Guidelines on Writing an M.A. Thesis Proposal
M.A. Thesis Proposal Guidelines
Every M.A. thesis project needs to begin with an original research proposal. Any good proposal does at least two things: it articulates an interesting question or goal, and it lays out a plan for answering that question or achieving that goal.
A good proposal tells a varied reviewer audience why your project is novel, describes its significance to your discipline, presents a detailed methodology or course of action, details the preparation and resources that you have lined up to date, and commits to a final product that will contribute to the academic community’s understanding of your topic.
The ideal format and language for such a proposal varies with the audience at hand and the project in question. Different departments, programs, and agencies have different requirements in terms of the size and scope of the proposal. Regardless of format, length, or organization, a good proposal will address the following topics:
Aim and Scope: What is the goal of your project? Provide a one to two paragraph overview of the project.
Background and Context: Provide the reader with enough information to understand the nature of the project.
Research Questions: What question do you want to answer? What hypothesis do you wish to test? What themes do you want to explore?
Conceptual Framework: Here provide a short overview of the main bodies of literature that you will engage with in your project. Identify about 3 bodies of literature, provide one paragraph on each, and then discuss in a final fourth paragraph how you will bring them together. This is like a literature review section.
Methodology: What, precisely, will you do to answer the question you are posing? How is the data, analysis, or interpretation provided by your methodology logically linked to your stated goal? When and how will you take each of the steps towards achieving these goals? What logistical hurdles will you encounter? A timeline can give reviewers a clear picture of how you project will unfurl. When will you start your project, and when will you finish it? What milestones will help you gauge your progress? How will you coordinate your core research activities with your preliminary work (such as directed reading) and your post-project analysis (such as writing)?
Significance: Why are your questions intellectually important? What does the academic community in your chosen field (as represented in peer-reviewed literature) already understand about your topic? How will your project contribute to this literature? How will your objectives and methods challenge the discipline? What form will your final product take, and how will it be evaluated?

> Exercises to complete
• A. Rewrite the passage of the thesis proposal guidelines starting at "Research Questions: What" and ending at "literature review section.", changing "hypothesis" to "proposition".
• B. Resume the thesis proposal guidelines after their final sentence and carry them forward in the same manner.

> Excerpted records
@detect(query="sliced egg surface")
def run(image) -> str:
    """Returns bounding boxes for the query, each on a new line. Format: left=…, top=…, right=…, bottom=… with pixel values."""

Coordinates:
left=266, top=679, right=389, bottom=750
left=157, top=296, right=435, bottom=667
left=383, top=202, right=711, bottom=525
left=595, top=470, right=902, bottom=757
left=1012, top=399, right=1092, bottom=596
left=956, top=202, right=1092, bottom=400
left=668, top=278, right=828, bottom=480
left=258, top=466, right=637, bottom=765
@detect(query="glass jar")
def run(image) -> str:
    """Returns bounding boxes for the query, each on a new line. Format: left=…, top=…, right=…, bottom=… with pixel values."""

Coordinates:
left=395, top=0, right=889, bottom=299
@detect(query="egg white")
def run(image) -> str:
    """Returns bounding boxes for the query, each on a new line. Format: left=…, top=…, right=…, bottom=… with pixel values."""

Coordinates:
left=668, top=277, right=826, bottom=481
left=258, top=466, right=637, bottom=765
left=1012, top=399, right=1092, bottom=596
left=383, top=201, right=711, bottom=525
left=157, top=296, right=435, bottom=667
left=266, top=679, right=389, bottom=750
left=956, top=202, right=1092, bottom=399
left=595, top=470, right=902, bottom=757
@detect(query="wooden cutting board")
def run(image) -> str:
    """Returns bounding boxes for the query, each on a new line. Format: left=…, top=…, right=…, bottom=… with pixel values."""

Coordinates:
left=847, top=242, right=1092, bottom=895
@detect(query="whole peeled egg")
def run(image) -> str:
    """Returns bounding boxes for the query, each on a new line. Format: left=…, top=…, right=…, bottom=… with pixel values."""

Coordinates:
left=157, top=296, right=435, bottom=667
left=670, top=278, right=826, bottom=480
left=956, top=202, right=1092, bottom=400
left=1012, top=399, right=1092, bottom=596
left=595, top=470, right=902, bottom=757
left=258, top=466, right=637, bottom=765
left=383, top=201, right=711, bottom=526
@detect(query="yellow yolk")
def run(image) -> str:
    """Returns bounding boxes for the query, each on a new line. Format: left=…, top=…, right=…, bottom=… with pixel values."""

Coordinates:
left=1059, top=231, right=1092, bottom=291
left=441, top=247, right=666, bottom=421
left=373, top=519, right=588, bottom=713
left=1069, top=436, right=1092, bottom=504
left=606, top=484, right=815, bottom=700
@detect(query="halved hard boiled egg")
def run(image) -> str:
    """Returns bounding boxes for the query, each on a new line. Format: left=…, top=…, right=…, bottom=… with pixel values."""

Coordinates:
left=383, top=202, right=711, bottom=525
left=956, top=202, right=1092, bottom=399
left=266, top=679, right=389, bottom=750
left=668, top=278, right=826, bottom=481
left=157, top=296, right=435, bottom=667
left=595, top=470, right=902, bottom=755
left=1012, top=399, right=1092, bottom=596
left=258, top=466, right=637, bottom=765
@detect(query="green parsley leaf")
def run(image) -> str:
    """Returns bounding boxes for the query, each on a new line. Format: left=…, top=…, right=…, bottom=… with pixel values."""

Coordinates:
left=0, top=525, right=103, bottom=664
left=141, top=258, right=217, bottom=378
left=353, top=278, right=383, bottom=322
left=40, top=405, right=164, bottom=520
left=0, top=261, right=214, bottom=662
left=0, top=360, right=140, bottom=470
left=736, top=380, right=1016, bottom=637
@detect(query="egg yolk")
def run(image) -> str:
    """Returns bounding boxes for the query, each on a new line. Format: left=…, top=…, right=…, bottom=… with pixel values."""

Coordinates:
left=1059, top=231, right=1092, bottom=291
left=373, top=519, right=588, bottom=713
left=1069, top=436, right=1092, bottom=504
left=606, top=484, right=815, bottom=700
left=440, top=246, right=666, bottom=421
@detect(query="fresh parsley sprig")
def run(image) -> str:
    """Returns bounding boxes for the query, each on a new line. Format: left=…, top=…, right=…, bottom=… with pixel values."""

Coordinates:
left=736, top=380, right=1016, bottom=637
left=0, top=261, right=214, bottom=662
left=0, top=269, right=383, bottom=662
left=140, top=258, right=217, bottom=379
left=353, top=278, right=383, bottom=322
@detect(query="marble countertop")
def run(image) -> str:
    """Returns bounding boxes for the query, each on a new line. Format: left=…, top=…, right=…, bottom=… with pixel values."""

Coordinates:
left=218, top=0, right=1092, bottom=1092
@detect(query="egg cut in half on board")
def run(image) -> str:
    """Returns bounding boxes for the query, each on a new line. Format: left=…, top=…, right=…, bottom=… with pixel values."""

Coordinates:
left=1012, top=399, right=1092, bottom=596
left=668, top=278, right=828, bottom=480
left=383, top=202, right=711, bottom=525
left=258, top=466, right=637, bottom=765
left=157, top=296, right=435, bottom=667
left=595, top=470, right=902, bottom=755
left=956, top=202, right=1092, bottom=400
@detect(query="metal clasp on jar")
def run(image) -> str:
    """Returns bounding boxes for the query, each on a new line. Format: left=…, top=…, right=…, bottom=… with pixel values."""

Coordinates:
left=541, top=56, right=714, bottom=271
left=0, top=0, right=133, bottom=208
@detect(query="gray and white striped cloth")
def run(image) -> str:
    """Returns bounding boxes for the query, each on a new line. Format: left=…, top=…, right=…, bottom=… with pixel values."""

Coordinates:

> The replies
• A.
Research Questions: What question do you want to answer? What proposition do you wish to test? What themes do you want to explore?
Conceptual Framework: Here provide a short overview of the main bodies of literature that you will engage with in your project. Identify about 3 bodies of literature, provide one paragraph on each, and then discuss in a final fourth paragraph how you will bring them together. This is like a literature review section.

• B.
Resources: How will you draw on the expertise of your faculty mentor? Are there other contact people who will be instrumental in your project? Are you seeking, or have you received, any other sources of funding? Are there additional data sets or pieces of equipment that you will rely on?
Preparation/Qualifications: What specific steps have you taken to prepare for this project? Have you taken courses in the methods or statistics that directly relate to the project design you described above? If you will conduct research off campus, how do you plan to train (in the classroom or otherwise) for the cultural, ethical, and safety challenges associated with research travel? Have you initiated contact with people (at field sites or other institutions) who will be critical to your project’s success?
Timeline: Include a table specifying a timeline for project design, data collection, data analysis, and write up.
Budget: You may find that you need to present a separate budget—a line-item description of the funding that you need to cover your expenses. How much money do you need, and what will it be used for? How do each of these expenses contribute to the logistical demands of your methodology? A well-conceived budget provides reviewers with insight into the state of your logistical planning.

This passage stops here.